• **Selected extract**:
The A1 driver said: “I’m not going to be driving until I’m 69.

“I want a 12-month licence, not a three-year one.

“My health is going to get worse and I’m not going to be well enough for taxiing - it would be a risk to me and a risk to the public.

“What if something happens while I’m driving with someone in the car?

“I can’t guarantee that I’m going to be fit enough.”

Mr McDonald, who lives in Ocean Road on Walney, said he has had COPD for eight years.

“I can’t face another winter driving my taxi," he said.

Barrow Council has addressed concerns over the three-year licence which has become standard issue for many authorities across the country.

A three-year licence also works out cheaper than for just one year.

Councillor Tony Callister, spokesman for licensing and public protection, said: “It is a legal requirement for all drivers of taxis and private hire vehicles to obtain a licence to operate. This is to ensure the safety of passengers and other road users.

• **Dataset extract**:
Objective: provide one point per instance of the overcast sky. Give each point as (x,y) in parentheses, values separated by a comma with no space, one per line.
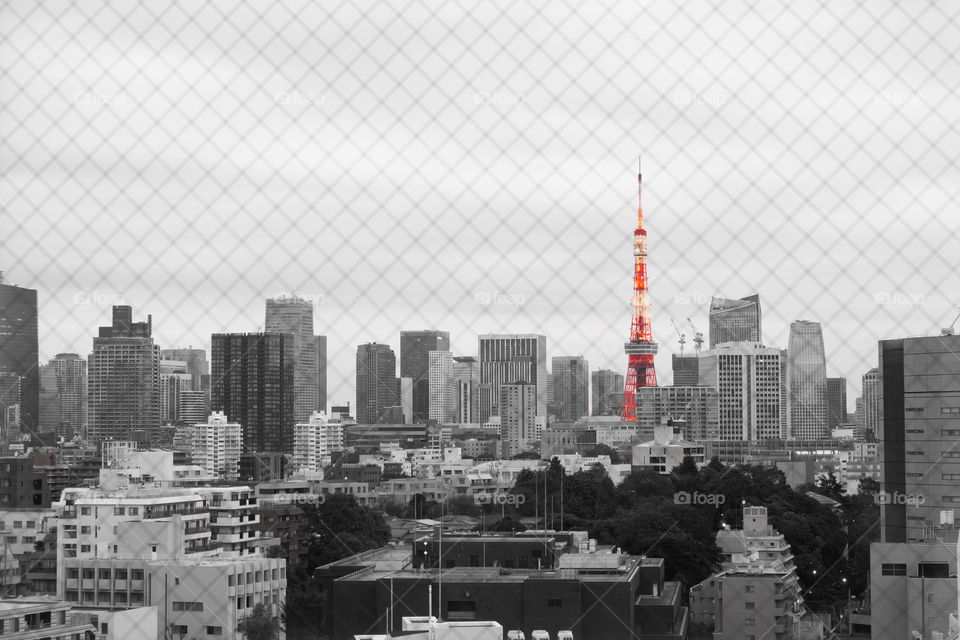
(473,169)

• **Written instruction A**: In the text on taxi licensing, for how many years has Mr McDonald had COPD?
• **Written instruction B**: Extend the text on taxi licensing, picking up directly after its final sentence.
The material placed alongside this text was drawn from a separate source.

• **Task answer A**: Eight years.

• **Task answer B**:
“Since 2015, licenses are granted for a period of three years which is not only good value for drivers, but offers them a more streamlined and efficient application and approval process.

“A phased implementation was introduced and our current policy is to issue three year licences, in the absence of any other limitation that would cause the Council to issue a shorter duration licence.

“It is also in line with many other local authorities across the country which have already adopted this process.”